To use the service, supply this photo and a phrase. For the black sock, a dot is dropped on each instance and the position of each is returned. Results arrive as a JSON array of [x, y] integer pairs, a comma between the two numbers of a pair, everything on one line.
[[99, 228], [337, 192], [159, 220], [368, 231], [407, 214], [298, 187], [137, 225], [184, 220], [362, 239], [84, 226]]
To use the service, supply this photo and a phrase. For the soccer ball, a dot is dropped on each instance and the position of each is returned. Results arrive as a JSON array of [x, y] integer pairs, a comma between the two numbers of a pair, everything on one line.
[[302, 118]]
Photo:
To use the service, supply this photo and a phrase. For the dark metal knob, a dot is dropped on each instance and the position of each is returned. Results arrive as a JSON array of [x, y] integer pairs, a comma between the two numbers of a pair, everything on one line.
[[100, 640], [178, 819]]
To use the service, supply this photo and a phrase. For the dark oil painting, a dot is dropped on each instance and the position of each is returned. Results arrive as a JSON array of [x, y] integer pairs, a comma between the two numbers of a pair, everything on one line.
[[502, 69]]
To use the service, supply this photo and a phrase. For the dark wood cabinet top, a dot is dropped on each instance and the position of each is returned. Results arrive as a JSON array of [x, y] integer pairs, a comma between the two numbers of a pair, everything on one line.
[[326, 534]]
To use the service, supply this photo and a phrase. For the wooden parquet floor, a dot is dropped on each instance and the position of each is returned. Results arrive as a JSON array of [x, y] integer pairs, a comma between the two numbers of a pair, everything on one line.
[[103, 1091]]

What the task asks: Repeat the material above exactly and in full.

Answer below:
To use the service, supply this photo and a phrase. For the black sock, a dot is dropped on each instance and the position of each is returned. Results arrive as a JSON array of [x, y] integer pairs, a comma between the two numbers of a pair, everything on one line.
[[99, 228], [337, 192], [159, 220], [368, 231], [407, 214], [298, 187], [137, 225], [184, 220], [362, 239], [84, 226]]
To use the service, supply this photo and a phrase. For the soccer ball, a dot is dropped on each instance and the position of each is returned. Results arrive as a JSON array of [x, y] integer pairs, a comma between the two numbers of a pair, everything on one line.
[[302, 118]]
Photo:
To use the service, supply this photo and a phrase. For the dark metal knob, a dot is dropped on each instance and the position of each is returned. Results arrive as a JSON array of [x, y] integer pairs, a comma between the two numbers of a pair, everything on one line.
[[100, 640], [178, 819]]
To use the service, supply this photo and a phrase. For the dark oil painting, a dot is dropped on each instance and the position of each is returned. Results arrive as a JSON array of [x, y] integer pairs, a comma between the two numbers of a pair, everything on one line.
[[502, 69]]
To use the service, supply this photo and a phrase. For the dark wood cabinet top, a dot is dropped on each instance and the position of each is returned. Results arrive as a JSON array of [x, y] integer pairs, a comma between the two numbers of a pair, everything on one line.
[[326, 534]]
To use the service, supply this photo and a phrase. For the wooden parquet floor, a dot is dropped on each instance and the position of each is returned. Results arrive as a JSON array of [x, y] integer pairs, a comma between the two numbers of a pair, everything on one line.
[[103, 1091]]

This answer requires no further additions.